### Document extract
Okay, so...
Yes.
I am charging, so we won't have a dark out this time.
So please, I asked him to remind me, but if he is ever not here, please remind me.
Because I have a course before that and it's early in the morning and I always forget.
And so this laptop kind of survives two lectures.
But if it's also converting the recording of the first in the background,
then we're missing five minutes or something like that.
And you've experienced this.
So it's always good to remind because when I'm in lecture theatre,
the adrenaline is flowing freely and I forget certain things.
Okay, so we're still talking about logic.
And will be for a while, namely inference and so on.
And you've yesterday, Florian Rabbe, did a couple of examples for a logic,
a new logic I call PLNQ, predicate logic without quantifiers, no quantifiers.
And the idea why we, or I want to introduce that logic is because it's equivalent to propositional logic,
what we've been talking about.
But it's also nearer to this idea of structured world representations.
Remember, I tried way back two months ago or one month ago to convince you that we can either have atomic states,
which are so, so simple that we're left with nothing but using search,
or factored world representations where we can do better things, namely constraint satisfaction.
And there's the structured representation of worlds.
There was this example that you want to pass a street,
but there's a truck back up which cannot back up into a driveway because there's a cow.

### Excerpted records
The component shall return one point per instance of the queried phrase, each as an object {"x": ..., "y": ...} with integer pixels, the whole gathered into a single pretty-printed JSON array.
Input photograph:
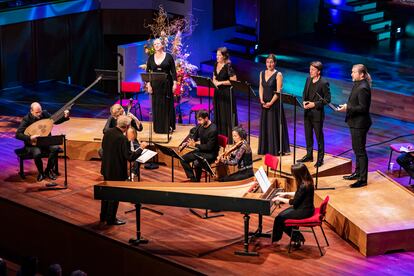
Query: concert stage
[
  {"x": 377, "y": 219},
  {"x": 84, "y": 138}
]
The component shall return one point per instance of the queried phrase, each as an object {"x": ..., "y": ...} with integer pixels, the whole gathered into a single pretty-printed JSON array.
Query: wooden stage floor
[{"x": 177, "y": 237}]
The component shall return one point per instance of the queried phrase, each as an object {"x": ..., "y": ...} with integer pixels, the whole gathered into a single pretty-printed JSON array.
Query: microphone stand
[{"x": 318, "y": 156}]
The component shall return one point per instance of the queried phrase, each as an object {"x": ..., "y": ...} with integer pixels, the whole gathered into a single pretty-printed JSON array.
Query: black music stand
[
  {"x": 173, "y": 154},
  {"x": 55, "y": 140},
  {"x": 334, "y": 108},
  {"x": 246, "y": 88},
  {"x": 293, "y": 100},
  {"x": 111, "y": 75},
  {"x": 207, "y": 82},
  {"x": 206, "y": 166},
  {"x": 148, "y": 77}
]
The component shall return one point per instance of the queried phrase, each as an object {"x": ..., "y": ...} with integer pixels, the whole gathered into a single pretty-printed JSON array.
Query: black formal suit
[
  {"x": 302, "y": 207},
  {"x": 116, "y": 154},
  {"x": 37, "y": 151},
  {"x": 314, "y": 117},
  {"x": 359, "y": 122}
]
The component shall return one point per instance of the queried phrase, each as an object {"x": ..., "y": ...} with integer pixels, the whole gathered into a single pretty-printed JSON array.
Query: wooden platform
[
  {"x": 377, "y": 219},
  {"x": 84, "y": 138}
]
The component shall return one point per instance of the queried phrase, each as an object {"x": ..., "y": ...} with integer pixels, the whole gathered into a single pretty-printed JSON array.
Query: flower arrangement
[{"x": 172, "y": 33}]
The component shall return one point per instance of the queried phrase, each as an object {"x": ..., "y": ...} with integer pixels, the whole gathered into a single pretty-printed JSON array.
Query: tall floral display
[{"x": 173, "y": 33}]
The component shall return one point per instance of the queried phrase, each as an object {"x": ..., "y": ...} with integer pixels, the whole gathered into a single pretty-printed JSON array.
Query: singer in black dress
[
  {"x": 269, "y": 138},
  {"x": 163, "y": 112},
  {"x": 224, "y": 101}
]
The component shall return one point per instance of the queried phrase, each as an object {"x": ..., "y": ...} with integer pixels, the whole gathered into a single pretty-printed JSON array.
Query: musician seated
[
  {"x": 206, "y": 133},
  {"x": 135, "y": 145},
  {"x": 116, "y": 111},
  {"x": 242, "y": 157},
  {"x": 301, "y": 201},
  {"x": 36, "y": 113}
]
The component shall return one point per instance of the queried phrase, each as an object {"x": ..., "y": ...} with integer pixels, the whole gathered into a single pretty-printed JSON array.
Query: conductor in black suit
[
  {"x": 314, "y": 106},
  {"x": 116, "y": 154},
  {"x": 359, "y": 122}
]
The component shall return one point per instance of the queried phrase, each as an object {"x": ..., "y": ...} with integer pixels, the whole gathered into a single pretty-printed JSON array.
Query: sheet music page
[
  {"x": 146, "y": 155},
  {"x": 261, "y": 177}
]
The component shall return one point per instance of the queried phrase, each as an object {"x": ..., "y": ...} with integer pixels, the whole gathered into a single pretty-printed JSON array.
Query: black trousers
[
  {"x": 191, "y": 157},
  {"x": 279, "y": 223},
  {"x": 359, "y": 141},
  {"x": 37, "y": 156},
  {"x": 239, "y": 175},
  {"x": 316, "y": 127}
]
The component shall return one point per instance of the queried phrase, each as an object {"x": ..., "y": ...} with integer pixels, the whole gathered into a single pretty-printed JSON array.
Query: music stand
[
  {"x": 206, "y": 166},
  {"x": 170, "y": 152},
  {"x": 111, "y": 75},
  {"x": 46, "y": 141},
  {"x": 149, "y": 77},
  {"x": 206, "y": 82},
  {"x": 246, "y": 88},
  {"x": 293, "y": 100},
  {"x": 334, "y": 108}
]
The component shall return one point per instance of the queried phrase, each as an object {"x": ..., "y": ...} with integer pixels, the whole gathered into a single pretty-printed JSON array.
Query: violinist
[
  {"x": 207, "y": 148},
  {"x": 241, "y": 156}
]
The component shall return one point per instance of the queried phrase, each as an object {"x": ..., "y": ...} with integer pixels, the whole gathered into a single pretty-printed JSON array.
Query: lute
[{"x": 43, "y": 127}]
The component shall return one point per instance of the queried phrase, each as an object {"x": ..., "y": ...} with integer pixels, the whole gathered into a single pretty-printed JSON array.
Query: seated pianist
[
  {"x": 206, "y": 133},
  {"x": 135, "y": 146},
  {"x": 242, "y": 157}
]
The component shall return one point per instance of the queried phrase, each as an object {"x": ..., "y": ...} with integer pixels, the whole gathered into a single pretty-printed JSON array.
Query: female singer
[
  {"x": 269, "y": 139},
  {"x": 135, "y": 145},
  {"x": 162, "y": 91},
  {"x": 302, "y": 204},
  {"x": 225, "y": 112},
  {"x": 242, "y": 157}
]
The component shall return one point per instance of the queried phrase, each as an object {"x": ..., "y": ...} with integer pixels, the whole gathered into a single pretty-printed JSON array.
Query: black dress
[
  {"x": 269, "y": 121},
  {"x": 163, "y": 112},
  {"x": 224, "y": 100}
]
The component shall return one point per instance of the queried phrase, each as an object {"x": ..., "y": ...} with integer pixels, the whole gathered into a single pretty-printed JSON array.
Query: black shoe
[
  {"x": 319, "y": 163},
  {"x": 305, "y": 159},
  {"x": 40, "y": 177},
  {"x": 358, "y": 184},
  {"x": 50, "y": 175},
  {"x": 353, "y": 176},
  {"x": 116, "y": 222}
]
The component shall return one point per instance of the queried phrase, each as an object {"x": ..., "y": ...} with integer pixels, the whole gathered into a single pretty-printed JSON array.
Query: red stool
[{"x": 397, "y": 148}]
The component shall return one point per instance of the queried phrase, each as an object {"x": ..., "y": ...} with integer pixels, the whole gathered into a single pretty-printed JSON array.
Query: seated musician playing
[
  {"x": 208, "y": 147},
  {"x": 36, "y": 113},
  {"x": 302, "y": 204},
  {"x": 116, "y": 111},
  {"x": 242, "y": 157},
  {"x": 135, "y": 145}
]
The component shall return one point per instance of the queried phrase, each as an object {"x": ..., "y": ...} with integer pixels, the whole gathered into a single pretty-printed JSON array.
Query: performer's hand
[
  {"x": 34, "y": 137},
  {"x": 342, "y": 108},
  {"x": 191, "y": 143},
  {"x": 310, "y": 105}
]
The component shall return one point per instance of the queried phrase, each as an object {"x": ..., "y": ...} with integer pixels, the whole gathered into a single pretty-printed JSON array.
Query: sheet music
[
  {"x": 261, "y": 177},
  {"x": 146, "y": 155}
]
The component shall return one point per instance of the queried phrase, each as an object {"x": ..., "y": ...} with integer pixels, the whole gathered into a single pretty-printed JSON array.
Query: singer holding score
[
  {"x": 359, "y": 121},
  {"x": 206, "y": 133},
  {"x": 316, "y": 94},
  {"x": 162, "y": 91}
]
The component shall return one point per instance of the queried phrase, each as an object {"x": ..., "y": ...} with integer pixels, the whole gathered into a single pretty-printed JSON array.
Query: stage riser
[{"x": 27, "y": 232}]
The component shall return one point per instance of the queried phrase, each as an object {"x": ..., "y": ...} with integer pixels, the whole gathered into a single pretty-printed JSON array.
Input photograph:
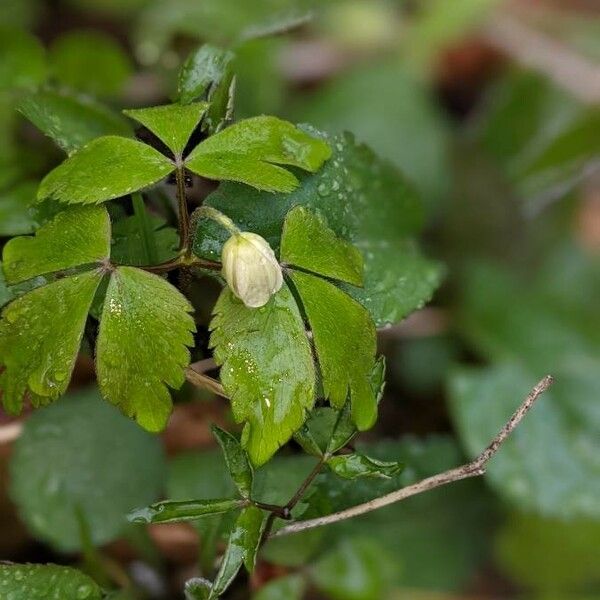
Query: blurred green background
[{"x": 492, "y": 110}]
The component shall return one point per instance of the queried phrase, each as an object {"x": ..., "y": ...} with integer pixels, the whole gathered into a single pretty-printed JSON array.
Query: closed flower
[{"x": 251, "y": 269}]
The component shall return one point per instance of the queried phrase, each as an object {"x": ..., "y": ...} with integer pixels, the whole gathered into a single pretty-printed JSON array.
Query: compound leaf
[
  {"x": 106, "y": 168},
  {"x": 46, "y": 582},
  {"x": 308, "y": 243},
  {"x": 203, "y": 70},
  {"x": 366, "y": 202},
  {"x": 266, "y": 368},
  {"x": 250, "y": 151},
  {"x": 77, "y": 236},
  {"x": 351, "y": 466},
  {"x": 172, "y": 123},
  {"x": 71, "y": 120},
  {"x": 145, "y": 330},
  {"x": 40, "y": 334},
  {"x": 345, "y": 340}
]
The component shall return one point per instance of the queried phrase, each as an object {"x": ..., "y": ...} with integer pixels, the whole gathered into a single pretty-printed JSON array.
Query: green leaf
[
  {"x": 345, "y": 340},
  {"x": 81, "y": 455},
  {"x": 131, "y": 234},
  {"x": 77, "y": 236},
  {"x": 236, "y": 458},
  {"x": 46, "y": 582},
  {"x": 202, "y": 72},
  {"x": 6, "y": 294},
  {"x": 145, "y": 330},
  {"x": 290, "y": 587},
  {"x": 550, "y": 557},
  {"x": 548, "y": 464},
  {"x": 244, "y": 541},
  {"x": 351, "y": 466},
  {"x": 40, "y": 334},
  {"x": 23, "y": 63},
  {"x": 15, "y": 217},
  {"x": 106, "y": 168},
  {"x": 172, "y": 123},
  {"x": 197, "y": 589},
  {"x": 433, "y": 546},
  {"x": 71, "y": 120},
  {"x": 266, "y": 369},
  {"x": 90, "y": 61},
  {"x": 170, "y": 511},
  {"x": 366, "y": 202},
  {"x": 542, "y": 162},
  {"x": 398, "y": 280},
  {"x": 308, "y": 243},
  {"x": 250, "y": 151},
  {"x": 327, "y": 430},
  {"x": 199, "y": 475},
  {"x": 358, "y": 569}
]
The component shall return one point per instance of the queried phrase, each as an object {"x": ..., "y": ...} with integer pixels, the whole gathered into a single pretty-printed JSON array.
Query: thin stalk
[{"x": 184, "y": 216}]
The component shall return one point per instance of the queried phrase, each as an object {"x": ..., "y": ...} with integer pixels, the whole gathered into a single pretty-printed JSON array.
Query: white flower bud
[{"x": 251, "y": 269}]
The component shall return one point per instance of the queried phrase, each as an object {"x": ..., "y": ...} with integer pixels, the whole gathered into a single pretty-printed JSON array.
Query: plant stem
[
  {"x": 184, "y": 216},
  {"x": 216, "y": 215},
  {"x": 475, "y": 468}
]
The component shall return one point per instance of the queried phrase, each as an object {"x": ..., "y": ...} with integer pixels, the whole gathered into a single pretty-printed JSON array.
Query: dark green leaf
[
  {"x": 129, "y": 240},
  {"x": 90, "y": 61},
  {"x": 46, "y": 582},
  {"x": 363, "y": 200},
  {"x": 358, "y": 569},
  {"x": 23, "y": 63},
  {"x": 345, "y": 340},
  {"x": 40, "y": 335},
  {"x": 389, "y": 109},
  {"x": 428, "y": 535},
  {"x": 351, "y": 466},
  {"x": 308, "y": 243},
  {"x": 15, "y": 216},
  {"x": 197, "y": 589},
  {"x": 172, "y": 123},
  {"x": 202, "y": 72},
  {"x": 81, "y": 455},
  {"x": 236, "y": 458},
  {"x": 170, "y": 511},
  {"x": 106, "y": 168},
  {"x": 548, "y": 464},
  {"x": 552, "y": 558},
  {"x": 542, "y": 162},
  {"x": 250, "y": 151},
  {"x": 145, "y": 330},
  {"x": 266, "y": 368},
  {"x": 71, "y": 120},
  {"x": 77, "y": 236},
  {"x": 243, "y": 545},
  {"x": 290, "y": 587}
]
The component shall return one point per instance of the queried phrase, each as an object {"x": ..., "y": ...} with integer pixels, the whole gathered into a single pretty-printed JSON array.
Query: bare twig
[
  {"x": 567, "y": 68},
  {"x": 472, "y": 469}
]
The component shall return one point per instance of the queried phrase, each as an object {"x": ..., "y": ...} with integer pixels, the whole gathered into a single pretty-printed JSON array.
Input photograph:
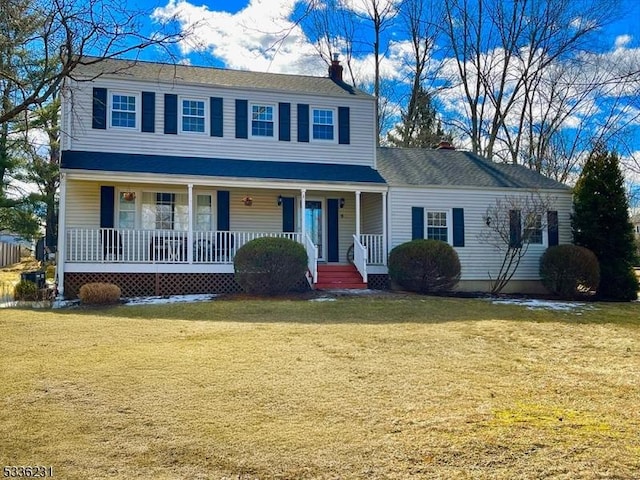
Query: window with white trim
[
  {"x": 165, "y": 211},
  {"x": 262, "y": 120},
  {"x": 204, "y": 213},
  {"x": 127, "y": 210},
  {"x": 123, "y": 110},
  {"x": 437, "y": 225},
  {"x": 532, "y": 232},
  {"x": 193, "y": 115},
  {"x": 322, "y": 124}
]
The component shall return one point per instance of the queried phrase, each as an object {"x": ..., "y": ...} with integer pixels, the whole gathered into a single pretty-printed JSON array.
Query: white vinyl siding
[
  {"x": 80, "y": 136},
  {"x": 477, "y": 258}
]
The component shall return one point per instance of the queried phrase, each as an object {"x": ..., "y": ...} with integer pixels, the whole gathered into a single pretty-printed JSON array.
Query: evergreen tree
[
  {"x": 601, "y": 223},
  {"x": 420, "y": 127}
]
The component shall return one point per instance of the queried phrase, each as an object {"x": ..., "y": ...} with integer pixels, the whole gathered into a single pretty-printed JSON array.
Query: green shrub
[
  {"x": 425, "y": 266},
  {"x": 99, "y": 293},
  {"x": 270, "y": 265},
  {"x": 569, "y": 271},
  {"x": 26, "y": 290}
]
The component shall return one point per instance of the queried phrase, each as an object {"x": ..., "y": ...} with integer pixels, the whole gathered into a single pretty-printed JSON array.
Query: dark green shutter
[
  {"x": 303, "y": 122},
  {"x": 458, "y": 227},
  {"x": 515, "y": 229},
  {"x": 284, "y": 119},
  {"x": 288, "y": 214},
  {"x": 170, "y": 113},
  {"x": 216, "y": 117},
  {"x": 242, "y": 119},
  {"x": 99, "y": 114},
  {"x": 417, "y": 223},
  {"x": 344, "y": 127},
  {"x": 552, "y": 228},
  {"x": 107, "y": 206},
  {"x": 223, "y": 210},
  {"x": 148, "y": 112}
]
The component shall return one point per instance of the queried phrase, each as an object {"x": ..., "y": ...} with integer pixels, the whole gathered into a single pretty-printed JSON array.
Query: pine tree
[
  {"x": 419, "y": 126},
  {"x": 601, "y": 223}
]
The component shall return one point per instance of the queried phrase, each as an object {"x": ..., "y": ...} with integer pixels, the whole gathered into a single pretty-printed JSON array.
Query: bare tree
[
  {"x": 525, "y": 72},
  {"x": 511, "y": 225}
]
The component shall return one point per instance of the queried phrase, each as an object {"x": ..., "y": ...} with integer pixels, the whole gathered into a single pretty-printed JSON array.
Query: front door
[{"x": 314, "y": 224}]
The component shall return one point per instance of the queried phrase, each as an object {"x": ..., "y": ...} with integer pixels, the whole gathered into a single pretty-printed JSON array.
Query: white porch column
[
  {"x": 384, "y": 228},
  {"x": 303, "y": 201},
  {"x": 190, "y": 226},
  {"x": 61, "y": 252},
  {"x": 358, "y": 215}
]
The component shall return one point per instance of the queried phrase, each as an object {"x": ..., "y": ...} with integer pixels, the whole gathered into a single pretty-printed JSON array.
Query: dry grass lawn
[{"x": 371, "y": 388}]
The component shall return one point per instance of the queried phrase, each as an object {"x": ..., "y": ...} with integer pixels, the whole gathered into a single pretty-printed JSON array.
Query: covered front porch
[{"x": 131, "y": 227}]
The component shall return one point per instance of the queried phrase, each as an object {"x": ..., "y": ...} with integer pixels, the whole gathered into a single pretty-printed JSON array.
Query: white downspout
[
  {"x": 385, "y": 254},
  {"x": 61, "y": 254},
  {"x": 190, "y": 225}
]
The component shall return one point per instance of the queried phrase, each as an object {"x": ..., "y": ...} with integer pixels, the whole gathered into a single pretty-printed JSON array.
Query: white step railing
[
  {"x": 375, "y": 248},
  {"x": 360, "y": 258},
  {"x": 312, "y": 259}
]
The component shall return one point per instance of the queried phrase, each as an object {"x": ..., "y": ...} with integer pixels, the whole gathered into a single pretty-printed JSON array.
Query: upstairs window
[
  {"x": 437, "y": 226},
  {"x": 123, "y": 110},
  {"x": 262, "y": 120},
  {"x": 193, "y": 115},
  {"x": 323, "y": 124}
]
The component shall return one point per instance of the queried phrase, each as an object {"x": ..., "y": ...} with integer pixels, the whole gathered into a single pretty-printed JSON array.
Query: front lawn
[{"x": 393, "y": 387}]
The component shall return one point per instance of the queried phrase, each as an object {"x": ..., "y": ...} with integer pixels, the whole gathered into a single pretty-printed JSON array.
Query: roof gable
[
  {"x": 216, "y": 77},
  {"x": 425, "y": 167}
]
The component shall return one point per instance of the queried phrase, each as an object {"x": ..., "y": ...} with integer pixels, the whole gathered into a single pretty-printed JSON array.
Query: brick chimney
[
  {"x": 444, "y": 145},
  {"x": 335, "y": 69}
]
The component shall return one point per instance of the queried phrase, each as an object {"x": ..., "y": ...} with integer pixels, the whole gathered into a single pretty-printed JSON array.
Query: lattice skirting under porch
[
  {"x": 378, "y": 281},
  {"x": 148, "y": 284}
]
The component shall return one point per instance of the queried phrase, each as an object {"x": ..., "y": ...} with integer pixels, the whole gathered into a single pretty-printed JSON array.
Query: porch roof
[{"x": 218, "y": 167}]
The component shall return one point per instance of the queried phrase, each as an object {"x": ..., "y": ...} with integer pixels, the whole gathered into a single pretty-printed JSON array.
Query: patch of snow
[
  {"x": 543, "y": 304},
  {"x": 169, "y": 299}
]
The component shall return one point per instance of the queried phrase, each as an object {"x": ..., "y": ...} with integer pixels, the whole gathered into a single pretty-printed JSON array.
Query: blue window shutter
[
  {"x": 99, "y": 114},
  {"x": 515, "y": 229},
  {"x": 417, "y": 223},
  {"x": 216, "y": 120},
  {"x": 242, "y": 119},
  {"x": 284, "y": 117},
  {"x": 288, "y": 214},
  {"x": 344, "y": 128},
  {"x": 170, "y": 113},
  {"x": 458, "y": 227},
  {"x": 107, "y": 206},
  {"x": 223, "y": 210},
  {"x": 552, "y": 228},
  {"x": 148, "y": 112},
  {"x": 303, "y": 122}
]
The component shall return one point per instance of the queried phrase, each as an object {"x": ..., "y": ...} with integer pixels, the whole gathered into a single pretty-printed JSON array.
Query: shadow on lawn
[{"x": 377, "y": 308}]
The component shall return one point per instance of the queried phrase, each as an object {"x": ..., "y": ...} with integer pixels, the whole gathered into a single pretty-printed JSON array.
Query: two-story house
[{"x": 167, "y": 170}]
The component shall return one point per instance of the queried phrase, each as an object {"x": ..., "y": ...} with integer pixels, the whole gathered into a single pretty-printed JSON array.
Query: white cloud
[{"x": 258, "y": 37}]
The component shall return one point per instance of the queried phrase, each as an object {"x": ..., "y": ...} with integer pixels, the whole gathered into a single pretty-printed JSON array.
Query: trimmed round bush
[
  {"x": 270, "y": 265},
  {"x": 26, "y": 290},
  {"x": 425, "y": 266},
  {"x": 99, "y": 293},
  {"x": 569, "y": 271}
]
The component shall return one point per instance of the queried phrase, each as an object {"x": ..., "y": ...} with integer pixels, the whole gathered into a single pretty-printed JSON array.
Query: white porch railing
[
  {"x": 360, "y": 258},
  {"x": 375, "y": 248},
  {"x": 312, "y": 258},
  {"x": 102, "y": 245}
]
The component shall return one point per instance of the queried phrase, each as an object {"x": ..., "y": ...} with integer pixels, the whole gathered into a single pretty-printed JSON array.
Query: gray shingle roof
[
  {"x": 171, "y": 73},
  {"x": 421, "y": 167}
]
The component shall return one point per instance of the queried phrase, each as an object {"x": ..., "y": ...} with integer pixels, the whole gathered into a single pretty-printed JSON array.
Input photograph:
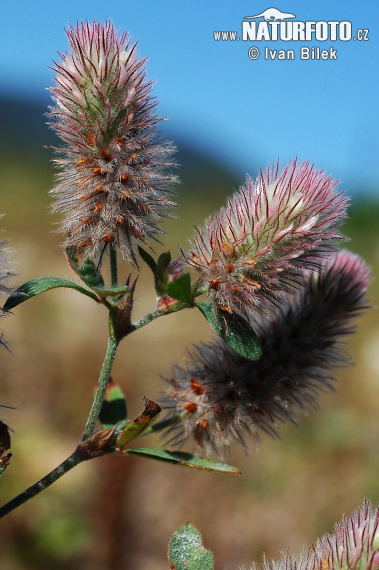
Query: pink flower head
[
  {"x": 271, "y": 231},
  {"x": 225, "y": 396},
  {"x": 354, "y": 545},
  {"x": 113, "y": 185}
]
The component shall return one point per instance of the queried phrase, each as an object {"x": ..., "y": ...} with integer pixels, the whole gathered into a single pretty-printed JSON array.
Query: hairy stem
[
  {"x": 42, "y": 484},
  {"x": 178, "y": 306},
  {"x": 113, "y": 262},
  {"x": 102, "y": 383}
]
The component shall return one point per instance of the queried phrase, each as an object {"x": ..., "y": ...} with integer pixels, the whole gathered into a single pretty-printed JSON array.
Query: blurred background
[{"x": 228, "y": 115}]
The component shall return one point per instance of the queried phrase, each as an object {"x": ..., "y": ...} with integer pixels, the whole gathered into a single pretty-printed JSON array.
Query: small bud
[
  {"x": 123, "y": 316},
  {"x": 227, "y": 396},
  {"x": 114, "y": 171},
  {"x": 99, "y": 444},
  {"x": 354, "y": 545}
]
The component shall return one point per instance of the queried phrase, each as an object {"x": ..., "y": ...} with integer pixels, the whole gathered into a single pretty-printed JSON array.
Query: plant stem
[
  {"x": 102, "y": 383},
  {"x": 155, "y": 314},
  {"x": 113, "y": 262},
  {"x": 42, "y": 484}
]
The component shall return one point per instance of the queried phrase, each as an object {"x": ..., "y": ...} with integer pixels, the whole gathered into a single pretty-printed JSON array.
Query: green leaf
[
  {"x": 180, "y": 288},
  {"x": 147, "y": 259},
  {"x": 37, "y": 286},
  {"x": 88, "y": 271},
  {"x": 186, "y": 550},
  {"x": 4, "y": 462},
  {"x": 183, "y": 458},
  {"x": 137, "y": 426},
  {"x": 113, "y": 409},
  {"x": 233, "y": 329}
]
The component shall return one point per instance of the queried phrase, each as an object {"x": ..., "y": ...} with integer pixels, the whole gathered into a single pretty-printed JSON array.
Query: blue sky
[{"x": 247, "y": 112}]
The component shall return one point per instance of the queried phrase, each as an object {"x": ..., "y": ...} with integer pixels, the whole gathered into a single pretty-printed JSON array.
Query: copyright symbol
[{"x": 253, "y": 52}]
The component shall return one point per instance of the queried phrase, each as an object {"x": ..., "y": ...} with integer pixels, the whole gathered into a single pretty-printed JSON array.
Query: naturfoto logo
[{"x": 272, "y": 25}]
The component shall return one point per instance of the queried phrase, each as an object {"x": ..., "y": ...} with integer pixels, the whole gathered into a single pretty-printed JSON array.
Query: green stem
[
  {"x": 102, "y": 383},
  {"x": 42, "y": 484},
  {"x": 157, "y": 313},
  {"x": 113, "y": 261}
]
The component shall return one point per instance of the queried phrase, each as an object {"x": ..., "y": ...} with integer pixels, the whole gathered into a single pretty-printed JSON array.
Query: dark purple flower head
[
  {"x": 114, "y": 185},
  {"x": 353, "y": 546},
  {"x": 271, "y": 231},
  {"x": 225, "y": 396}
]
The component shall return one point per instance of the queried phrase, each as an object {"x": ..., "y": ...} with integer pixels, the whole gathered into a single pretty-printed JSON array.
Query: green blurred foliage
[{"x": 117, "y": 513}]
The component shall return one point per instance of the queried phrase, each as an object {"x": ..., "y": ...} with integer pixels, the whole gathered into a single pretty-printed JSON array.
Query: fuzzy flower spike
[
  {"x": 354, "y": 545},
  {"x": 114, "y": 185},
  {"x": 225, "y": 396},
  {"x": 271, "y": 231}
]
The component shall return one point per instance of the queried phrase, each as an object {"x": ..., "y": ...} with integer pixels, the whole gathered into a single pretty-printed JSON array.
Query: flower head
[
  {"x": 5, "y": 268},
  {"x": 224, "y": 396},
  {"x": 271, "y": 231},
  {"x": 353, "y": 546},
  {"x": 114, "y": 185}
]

### Goal
Output everything in the lecture transcript from "But if it's" down to "talking about logic.", word for word.

### Solution to this task
But if it's also converting the recording of the first in the background,
then we're missing five minutes or something like that.
And you've experienced this.
So it's always good to remind because when I'm in lecture theatre,
the adrenaline is flowing freely and I forget certain things.
Okay, so we're still talking about logic.